* [AIM 1]
According to the text on Venezuelan banking, how much lower can the interest rates of heavily subsidized public programs be than those of private or not-for-profit programs?
* [AIM 2]
Filter the records, keeping every line that contains the word "with".

Venezuela has one of the strongest economies in Latin America. In terms of GDP, it ranks among the top 40 in the world. Venezuelan banks have been subject to intense regulation in arenas ranging from interest rate caps to mandatory minimum amounts for microfinance loans. The presence of few microfinance institutions and high market concentration results in weak competition. Additionally, microfinance must compete with heavily subsidized public programs, the latter of which can offer interest rates 6%-8% lower than private or not-for-profit programs. The growing trend towards regulation and nationalization means the presence of similar public programs will likely increase. Venezuelan law calls for strict regulation of financial institutions in the area of consumer protection. However, the extent of the regulation and government intervention, as well as the threat of nationalization, dissuades private sector players from providing services.

  • Consumer protection law contains strict clauses regarding financial services in the areas of transparency, usury and false advertising.
  • The Venezuelan Banking Association has a powerful ethics committee.
  • New licenses for banks have been frozen and it does not seem likely that more will be granted in the future.

Introduction

Venezuela has one of the strongest economies in Latin America. In terms of GDP, it ranks among the top 40 in the world. Venezuela is highly dependent on oil revenues, though less-prominent manufacturing and agriculture sectors also exist. In the mid-1990s, as international oil prices fell, Venezuelans witnessed the collapse of their banks, part of a larger economic recession. New regulations enacted in the aftermath of the mid-1990s crisis enabled the government to restrict bank activity. Venezuelan banks are subject to strict mandates in areas ranging from interest rate caps to mandatory minimum amounts for microfinance loans. Though private banks exist, the government runs the largest banks in Venezuela. Over the past several years, President Hugo Chavez has spoken of nationalizing the banking industry entirely. In the wake of the current global financial crisis he promised to buy failing banks.

* [EXTRACTED DATA]
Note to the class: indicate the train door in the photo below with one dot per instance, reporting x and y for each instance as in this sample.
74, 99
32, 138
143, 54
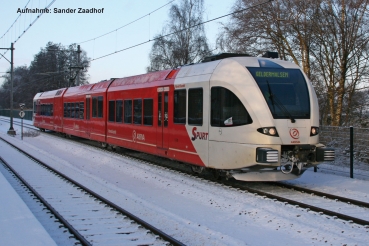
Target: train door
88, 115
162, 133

--

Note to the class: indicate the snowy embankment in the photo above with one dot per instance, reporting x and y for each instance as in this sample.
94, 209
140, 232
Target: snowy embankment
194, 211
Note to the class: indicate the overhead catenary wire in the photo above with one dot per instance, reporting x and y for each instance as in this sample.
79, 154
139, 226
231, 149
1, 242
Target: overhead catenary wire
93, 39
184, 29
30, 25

* [CORRECT ANSWER 1]
They can be 6%-8% lower.

* [CORRECT ANSWER 2]
Note to the class: indicate the train door in the photo below with one dot per instance, reporting x and y for each instance as in this sample.
Note to the class: indicate the snowy embankment in the photo above with one dot per instance, reporting x and y for each instance as in this sample.
Note to the class: indicate the overhead catenary wire in the photo above with one dot per instance, reporting x and y for each instance as in this sample.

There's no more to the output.